= Task item =
For this exercise, return all the data exactly as it stands.
##### Information given
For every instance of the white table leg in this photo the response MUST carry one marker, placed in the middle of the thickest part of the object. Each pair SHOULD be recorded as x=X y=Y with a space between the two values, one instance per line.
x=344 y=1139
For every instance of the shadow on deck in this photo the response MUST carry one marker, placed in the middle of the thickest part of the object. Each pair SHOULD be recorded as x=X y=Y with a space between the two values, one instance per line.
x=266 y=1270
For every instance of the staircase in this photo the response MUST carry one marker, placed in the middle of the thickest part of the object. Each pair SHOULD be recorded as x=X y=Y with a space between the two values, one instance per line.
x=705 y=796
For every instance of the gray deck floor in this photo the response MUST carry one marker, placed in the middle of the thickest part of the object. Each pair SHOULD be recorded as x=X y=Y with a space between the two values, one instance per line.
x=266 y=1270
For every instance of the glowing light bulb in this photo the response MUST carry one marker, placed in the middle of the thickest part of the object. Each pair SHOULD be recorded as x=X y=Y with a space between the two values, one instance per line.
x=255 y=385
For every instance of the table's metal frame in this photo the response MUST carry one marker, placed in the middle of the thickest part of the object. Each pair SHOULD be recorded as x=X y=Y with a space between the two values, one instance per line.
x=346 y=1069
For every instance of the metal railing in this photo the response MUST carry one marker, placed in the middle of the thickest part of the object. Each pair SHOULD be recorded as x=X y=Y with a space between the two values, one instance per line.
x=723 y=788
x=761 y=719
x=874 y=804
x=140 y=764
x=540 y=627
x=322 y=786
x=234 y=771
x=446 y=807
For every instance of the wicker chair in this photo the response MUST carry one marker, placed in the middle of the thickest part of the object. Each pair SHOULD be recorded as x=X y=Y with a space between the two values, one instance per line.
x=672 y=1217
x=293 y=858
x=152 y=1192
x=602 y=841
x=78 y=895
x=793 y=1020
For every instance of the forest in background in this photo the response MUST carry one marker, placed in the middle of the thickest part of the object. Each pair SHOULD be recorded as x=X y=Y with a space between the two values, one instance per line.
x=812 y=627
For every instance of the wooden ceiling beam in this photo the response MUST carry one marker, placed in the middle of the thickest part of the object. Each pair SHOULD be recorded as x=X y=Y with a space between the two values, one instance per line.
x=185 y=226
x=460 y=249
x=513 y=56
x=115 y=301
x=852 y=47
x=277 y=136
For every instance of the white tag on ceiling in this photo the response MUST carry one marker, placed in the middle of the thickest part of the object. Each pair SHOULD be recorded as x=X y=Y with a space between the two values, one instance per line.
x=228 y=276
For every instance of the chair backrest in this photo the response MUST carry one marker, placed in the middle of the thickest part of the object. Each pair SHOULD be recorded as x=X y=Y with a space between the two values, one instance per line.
##########
= Exercise answer =
For every instance of the white table leg in this photo the response MUST carry one marker, placed in the middle of the thickest part of the object. Each pair SHOULD be recorded as x=X y=Y with a space between the two values, one instance per line.
x=344 y=1139
For every instance of the shadow on deck in this photo the response MUST carry one marker, placed in the middle of the thickest part of the object. Each pair SHOULD be recorded as x=X y=Y with a space between the two values, one instance per line.
x=266 y=1270
For every instance of the staircase in this photo the response MUST carry one marker, placed in the middle of the thickest part of the object. Each pair SHOULD be recorded as x=X y=Y with a space between the two values, one instance per line.
x=705 y=796
For every instance of the gray deck floor in this photo the response MUST carry one marker, placed in the middle of the thickest part of the object. Each pair SHOULD be recorded as x=X y=Y with a space between the two values, one instance per line.
x=266 y=1270
For every instance of the glowing light bulb in this photo the response MUST carry one marker, placed in the middle of the thickest part of the object. Each pair SHOULD be recorded as x=X y=Y with a space between the two values, one instance per line.
x=255 y=385
For every instance of the table's metal frame in this photo the response MUST carry one marker, placed in the middle of the thickest part of the object. Each pair SHOULD be recorded as x=X y=Y with a space between the two values, one instance per line.
x=346 y=1069
For every instance of the metal railing in this photo the response MUST carry one marker, placed in the middle of the thickest part of the object. Each pair SHOULD be recorded as x=X y=Y with a space between the two values, one instance per line.
x=723 y=788
x=761 y=719
x=874 y=804
x=140 y=764
x=540 y=627
x=322 y=786
x=234 y=771
x=446 y=807
For every instance of the wicker chair in this photo the response MUST carry one marker, placed in the middle of the thickest part of the object. Each pair SHOULD be recorded as x=X y=Y with a space between the two values, one instance per line.
x=672 y=1217
x=293 y=858
x=152 y=1192
x=602 y=841
x=78 y=895
x=793 y=1020
For every instance of the forest in background in this photo the response MUST carry one marker, placed in the middle of the thickest part of the object. Each pair SHOULD be recorded as x=X y=Y with a space between the two values, one instance per line.
x=812 y=627
For every instance of the wooden ceiling beam in this photo the response MUST carry one marker, placed in the middle of the thickest part of the object. Each pair SHOULD be recorded as x=X y=Y with a space between the two values, one instance per line.
x=185 y=226
x=460 y=249
x=513 y=56
x=115 y=301
x=852 y=47
x=277 y=136
For every instance of the white tag on ceiling in this photo the response MUST carry one marker, placed in the middle of the thickest part of the object. Each pair SHOULD be recorded as x=X y=Y with a space between the two values, one instance per line.
x=228 y=276
For every instance of the chair backrest in this photo the response MUST carry one marker, placed in the middle of the thickest part of the object. Each pair SHOULD be recorded as x=X y=Y with a space between the two values, one instance per line.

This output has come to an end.